— What you need to do —
Produce the listing below again, exactly as shown.

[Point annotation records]
**********

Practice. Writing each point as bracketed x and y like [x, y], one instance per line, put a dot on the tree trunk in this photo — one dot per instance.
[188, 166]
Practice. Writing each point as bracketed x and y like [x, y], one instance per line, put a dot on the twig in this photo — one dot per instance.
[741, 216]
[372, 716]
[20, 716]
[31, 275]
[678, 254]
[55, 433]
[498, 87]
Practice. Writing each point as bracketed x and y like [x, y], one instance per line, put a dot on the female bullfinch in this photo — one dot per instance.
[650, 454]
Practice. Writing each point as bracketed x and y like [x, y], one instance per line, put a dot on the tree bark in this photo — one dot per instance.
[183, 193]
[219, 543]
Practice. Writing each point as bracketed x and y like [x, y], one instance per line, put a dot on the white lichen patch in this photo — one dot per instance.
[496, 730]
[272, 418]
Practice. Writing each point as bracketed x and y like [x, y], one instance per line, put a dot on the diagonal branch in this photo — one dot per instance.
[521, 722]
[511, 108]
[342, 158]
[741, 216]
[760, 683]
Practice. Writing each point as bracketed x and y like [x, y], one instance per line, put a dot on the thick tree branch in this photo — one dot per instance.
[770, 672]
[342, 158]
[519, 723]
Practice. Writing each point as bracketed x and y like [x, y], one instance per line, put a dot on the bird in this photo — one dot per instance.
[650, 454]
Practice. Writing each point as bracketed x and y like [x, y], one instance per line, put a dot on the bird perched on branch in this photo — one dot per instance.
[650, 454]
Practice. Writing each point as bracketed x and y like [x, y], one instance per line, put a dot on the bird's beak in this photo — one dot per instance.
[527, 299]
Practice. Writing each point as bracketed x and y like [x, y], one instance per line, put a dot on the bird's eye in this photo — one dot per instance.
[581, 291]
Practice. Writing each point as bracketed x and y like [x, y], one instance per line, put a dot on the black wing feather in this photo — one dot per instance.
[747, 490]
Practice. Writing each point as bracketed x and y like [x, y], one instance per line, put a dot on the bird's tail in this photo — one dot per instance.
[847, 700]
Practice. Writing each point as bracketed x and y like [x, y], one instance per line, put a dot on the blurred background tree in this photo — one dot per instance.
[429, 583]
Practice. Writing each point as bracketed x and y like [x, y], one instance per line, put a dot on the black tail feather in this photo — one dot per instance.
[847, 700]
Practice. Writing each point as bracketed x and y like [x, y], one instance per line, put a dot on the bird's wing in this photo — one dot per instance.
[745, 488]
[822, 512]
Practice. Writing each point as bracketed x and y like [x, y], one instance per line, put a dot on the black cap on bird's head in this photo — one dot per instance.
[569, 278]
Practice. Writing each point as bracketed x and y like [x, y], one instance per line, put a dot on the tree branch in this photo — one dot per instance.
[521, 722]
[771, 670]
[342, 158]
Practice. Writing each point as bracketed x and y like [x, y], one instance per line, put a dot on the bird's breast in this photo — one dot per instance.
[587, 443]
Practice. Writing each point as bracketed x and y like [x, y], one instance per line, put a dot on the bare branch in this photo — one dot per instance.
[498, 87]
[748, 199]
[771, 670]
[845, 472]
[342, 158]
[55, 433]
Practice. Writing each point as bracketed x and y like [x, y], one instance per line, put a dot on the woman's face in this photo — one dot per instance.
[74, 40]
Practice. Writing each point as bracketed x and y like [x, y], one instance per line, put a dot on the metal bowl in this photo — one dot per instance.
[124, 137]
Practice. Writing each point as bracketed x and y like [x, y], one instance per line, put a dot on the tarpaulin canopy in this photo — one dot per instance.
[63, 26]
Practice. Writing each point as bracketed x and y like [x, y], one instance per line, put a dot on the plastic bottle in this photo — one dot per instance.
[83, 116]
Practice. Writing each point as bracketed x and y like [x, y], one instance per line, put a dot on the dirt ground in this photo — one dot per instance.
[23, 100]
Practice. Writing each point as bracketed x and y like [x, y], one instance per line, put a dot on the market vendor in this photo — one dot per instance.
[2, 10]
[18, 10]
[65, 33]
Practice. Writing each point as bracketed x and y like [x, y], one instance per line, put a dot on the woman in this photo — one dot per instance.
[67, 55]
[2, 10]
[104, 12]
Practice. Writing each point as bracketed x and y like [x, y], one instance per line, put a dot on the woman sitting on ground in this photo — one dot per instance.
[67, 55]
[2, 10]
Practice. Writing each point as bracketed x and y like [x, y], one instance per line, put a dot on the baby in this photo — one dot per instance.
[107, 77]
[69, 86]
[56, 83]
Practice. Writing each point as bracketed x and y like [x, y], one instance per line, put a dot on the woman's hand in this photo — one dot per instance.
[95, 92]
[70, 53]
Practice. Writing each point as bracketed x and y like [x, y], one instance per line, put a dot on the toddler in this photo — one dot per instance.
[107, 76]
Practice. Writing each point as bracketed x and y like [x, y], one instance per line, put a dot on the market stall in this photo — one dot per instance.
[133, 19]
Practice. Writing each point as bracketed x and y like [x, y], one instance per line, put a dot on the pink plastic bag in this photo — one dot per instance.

**********

— The result —
Practice. Writing each point as bracketed x and y like [x, y], one instance per line, put a dot on the tree trunk in this photo — one dot per instance.
[188, 166]
Practice. Writing each point as bracketed x and y like [x, y], one instance per line, put a dot on the twig in this photo — one dot per instance.
[741, 216]
[372, 716]
[20, 716]
[31, 275]
[678, 254]
[55, 433]
[498, 87]
Practice. Writing each point as bracketed x and y like [x, y], one instance per line, put a dot on the female bullfinch in this photo — one dot per instance.
[650, 454]
Practice. Writing each point as bracketed x and y like [x, y], one instance per line, put a dot on the tree bark in this photo — one dot per instance.
[183, 193]
[219, 543]
Practice. Writing each point as bracketed x and y like [x, y], one instance per line, put a dot on the white lichen patch in this photo — one dot per instance.
[496, 730]
[272, 418]
Practice. Writing each point as bracketed x and y like [x, y], one instance per line, put a dot on the diagonal branch in this photo — one dot per instance.
[521, 722]
[511, 108]
[342, 158]
[741, 216]
[760, 683]
Practice. Writing each point as bracketed x and y like [x, y], one instance per line, put a dot on the thick tree branch in this photo — one dot per instance.
[770, 672]
[342, 158]
[519, 723]
Practice. Writing each point as bracketed x and y like [x, y], one instance per line, put a dot on the bird in this photo — one dot per instance.
[650, 454]
Practice. Writing each point as bracketed x and y like [x, y], one instance per line, put a dot on the bird perched on branch in this photo — one dot per instance.
[650, 454]
Practice. Writing each point as bracketed x and y like [x, y], one instance per line, put a dot on the bird's beak in this photo — one dot per instance.
[527, 299]
Practice. Writing each point as bracketed x and y like [x, y], one instance per line, put a dot on the bird's eye in this photo — one dot per instance.
[581, 291]
Practice. Writing each point as bracketed x and y like [x, y], one instance per line, put a dot on the black wing feather in this photo — one dot per instance.
[747, 490]
Practice. Writing each point as bracketed x and y like [x, y], one instance per line, put a dot on the bird's tail in this photo — one dot per instance.
[847, 700]
Practice. Writing each point as bracketed x and y like [x, y], one instance per line, put a dot on the blurred background tree in this photo — one dot per instance.
[429, 583]
Practice. Writing each point as bracketed x and y like [x, y], one instance per line, put a dot on the black tail feather in this photo — one dot per instance.
[847, 700]
Practice. Writing each point as bracketed x and y like [x, y], one instance per line, put a dot on the bird's wing in this photo — one dot per instance.
[745, 488]
[822, 512]
Practice. Writing each point as bracketed x and y like [x, y], one instance per line, put a dot on the black cap on bird's head in this photo — one dot per instance.
[569, 278]
Practice. Writing each point as bracketed x and y like [x, y], one instance per line, put a dot on the tree branch in this photo — one dot per instance.
[521, 722]
[771, 670]
[342, 158]
Practice. Writing each point as bracketed x and y like [x, y], one instance per line, put a dot on the bird's breast in this photo — one dot per instance.
[587, 443]
Practice. Writing each point as bracketed x and y like [x, y], one instance per line, put a dot on the bare branch in this photo — one dot per instance.
[498, 87]
[748, 199]
[771, 670]
[845, 472]
[342, 158]
[55, 433]
Practice. Writing each point as bracketed x and y like [x, y], one instance per line, put a dot on the woman's face in this photo — one dot per instance.
[74, 40]
Practice. Writing each point as bracketed x and y like [x, y], one instance per line, put a dot on the metal bowl in this photo — one dot per instance.
[124, 137]
Practice. Writing each point as bracketed x and y like [x, y], one instance per line, put a dot on the tarpaulin canopy in this photo — one dot per instance.
[63, 26]
Practice. Writing each point as bracketed x and y like [x, y], one instance per line, put a dot on the plastic bottle in this photo — one dot per instance.
[83, 116]
Practice. Writing each point as bracketed x and y like [x, y], one instance per line, put a dot on the dirt ground in this photo — one dot per instance.
[23, 100]
Practice. Writing each point as bracketed x and y like [x, y], one instance per line, put a dot on the market vendor in this photo — one dot per instance.
[2, 10]
[18, 10]
[65, 33]
Practice. Writing each point as bracketed x and y like [x, y], one instance per line, put a dot on the woman in this photo — one dot per instance.
[67, 55]
[2, 10]
[104, 12]
Practice. Writing each point as bracketed x and y like [x, y], one instance per line, put a dot on the woman sitting on ground in this photo — one dot per instance.
[67, 55]
[2, 10]
Practice. Writing each point as bracketed x and y like [x, y], one instance per line, put a dot on the baby in this photo — one dot per instance.
[107, 77]
[69, 86]
[56, 83]
Practice. Writing each point as bracketed x and y like [x, y], one instance per line, put a dot on the woman's hand in this photo — one dot per instance.
[95, 92]
[70, 53]
Practice. Writing each point as bracketed x and y like [x, y], one instance per line, put a dot on the toddler in this photo — one dot per instance.
[107, 76]
Practice. Writing each point as bracketed x and y like [x, y], one instance per line, put a dot on the market stall in this photo — one dot per instance.
[133, 19]
Practice. Writing each point as bracketed x and y like [x, y], one instance per line, put a dot on the pink plastic bag in this photo — one dot per instance.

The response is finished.